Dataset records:
----

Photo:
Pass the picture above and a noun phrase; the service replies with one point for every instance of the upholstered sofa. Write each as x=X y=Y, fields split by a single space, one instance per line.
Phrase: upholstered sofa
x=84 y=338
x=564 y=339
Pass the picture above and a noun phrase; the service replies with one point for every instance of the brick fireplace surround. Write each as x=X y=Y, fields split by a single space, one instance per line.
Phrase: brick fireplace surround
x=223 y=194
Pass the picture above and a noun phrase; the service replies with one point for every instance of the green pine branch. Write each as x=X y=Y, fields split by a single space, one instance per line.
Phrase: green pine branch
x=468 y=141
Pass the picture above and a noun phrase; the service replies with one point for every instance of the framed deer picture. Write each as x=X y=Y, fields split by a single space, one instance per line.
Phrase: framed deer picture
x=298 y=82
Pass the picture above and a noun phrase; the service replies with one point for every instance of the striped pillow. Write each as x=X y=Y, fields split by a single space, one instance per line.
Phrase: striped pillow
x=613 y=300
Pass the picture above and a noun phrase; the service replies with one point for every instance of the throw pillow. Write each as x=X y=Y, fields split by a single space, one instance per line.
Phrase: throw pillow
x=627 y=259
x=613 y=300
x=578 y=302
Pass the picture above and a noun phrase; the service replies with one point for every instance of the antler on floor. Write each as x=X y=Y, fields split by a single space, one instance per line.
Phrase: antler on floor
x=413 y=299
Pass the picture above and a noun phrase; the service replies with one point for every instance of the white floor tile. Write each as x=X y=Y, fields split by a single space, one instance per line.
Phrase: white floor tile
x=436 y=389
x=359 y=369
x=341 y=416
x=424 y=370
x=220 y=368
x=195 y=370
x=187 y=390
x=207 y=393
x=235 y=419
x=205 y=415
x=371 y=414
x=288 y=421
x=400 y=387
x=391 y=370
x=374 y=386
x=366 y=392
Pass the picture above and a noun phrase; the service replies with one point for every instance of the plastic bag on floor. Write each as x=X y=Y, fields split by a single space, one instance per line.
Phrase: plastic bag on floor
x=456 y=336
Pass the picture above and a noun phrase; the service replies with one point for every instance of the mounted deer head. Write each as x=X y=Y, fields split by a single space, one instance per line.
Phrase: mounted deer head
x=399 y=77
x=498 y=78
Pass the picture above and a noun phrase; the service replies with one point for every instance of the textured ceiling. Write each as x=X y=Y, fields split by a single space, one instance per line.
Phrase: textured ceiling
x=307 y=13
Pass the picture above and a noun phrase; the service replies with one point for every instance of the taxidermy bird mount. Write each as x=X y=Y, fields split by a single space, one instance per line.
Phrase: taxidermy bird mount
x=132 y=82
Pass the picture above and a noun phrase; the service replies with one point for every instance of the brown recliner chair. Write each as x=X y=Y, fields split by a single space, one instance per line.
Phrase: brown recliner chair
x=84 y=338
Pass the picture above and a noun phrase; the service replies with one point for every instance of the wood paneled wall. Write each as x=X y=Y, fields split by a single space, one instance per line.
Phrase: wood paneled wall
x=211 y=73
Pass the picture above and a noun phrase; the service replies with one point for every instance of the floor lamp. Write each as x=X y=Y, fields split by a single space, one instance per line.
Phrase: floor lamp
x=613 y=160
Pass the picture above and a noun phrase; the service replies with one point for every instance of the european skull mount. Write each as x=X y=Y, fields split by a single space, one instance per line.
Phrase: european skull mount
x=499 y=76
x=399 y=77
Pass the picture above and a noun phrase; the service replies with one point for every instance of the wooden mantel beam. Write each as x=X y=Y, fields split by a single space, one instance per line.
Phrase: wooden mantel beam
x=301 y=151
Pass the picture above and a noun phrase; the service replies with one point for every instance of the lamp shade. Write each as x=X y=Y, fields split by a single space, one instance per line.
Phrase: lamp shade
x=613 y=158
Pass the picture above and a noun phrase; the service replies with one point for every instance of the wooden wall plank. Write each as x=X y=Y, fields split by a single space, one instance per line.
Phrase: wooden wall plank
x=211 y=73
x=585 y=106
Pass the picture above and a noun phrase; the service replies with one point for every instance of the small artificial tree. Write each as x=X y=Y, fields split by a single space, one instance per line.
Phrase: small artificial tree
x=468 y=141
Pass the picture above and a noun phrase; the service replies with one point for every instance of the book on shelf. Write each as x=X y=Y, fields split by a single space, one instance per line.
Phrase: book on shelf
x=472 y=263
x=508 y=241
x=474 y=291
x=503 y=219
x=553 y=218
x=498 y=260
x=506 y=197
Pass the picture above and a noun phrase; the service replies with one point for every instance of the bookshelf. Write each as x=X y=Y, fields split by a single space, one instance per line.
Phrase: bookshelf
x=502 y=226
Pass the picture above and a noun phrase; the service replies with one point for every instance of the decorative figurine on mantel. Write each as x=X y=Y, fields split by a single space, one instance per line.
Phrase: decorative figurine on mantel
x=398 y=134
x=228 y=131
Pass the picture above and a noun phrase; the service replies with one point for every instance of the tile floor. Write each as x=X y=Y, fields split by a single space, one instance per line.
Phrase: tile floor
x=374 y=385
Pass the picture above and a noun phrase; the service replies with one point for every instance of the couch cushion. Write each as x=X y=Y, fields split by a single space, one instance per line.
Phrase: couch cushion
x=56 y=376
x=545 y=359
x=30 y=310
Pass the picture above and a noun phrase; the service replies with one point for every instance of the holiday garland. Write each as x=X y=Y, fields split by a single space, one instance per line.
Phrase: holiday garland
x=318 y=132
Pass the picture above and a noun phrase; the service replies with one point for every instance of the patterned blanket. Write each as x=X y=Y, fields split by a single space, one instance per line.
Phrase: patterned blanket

----

Description of the task
Recast as a Markdown table with the columns Row and Line, numbering each row, the lines starting at the one that contains "of the lamp" and stopping after the one that contains "x=613 y=158". Leave out any blank lines.

Response to the task
| Row | Line |
|---|---|
| 1 | Pass the picture above and a noun phrase; the service replies with one point for every instance of the lamp shade. Write each as x=X y=Y, fields split by a single space, one instance per line. |
| 2 | Phrase: lamp shade |
| 3 | x=613 y=158 |